• **Extrait à lire**:
↓↓↓

4. Une sortie inévitable

L'avenir de la présence de France Télévisions au sein de SALTO est aujourd'hui conditionné aux suites données au projet de fusion TF1-M6. E n cas d'aval de l'Autorité de la concurrence et de l'ARCOM à celle-ci, le nouveau groupe privé disposerait de 66,66 % du capital. Les présidents des groupes TF1 et M6 ont, en effet, indiqué devant la commission d'enquête du Sénat sur la concentration dans les médias vouloir faire de SALTO la nouvelle plateforme du groupe, actant un départ probable de France Télévisions 22 ( * ) . Dans ce contexte, la plateforme SALTO serait appelée à devenir l'outil de vidéo à la demande du nouveau groupe et s'inspirerait de la plateforme payante allemande RTL +, lancée par RTL Group, propriétaire du groupe M6, en 2019. Celle-ci compte aujourd'hui 2,7 millions d'abonnés et a vu, en 2021, ses investissements démultipliés, afin d'atteindre un objectif de 20 % des foyers allemands à l'horizon 2026.

Au-delà même des incidences de la fusion, le président du groupe Bertelsmann, propriétaire de RTL Group, avait reconnu devant la commission d'enquête, la complexité de l'organisation actuelle, peu en phase avec l'impératif de « gestion intégrée et harmonisée » qu'induisent les activités d'édition.

↑↑↑

Enregistrements d'un jeu de données sur l'emplacement d'objets:
↓↓↓

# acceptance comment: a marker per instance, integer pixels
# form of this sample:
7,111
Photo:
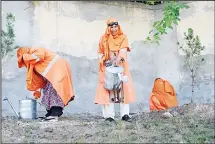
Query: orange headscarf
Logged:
114,43
20,52
33,79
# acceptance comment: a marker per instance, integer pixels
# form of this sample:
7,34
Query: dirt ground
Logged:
186,124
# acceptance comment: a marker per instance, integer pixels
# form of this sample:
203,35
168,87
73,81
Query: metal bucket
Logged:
113,78
28,109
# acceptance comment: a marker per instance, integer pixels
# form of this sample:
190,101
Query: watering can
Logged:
27,108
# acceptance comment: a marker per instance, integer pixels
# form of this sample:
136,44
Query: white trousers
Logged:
108,110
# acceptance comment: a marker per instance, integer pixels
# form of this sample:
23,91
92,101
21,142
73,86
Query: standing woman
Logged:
48,72
113,48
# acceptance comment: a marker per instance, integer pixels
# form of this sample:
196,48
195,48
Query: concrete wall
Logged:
73,30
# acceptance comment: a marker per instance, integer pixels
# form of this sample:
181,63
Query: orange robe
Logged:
49,65
163,96
107,43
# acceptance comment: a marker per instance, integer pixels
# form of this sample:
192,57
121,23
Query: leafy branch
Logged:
7,39
192,50
171,13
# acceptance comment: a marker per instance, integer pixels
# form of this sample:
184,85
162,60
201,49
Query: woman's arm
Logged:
36,56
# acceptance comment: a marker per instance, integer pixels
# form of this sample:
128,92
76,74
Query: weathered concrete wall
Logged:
74,28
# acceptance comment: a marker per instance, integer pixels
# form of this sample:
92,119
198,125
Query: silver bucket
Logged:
28,109
113,78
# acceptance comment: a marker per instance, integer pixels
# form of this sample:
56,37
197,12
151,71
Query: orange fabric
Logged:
163,96
58,72
37,94
115,44
33,80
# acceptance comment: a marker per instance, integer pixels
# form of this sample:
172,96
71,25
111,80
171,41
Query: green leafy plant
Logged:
35,3
171,13
7,39
193,61
8,36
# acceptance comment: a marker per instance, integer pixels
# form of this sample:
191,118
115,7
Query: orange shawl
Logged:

↑↑↑

• **Consigne**: Recopiez le passage de l'extrait sur la plateforme SALTO qui s'ouvre sur les mots contenant « Au-delà même des » et se clôt sur « les activités d'édition. ». La liste n'est d'aucune utilité ici.

• **Résultat attendu**:
Au-delà même des incidences de la fusion, le président du groupe Bertelsmann, propriétaire de RTL Group, avait reconnu devant la commission d'enquête, la complexité de l'organisation actuelle, peu en phase avec l'impératif de « gestion intégrée et harmonisée » qu'induisent les activités d'édition.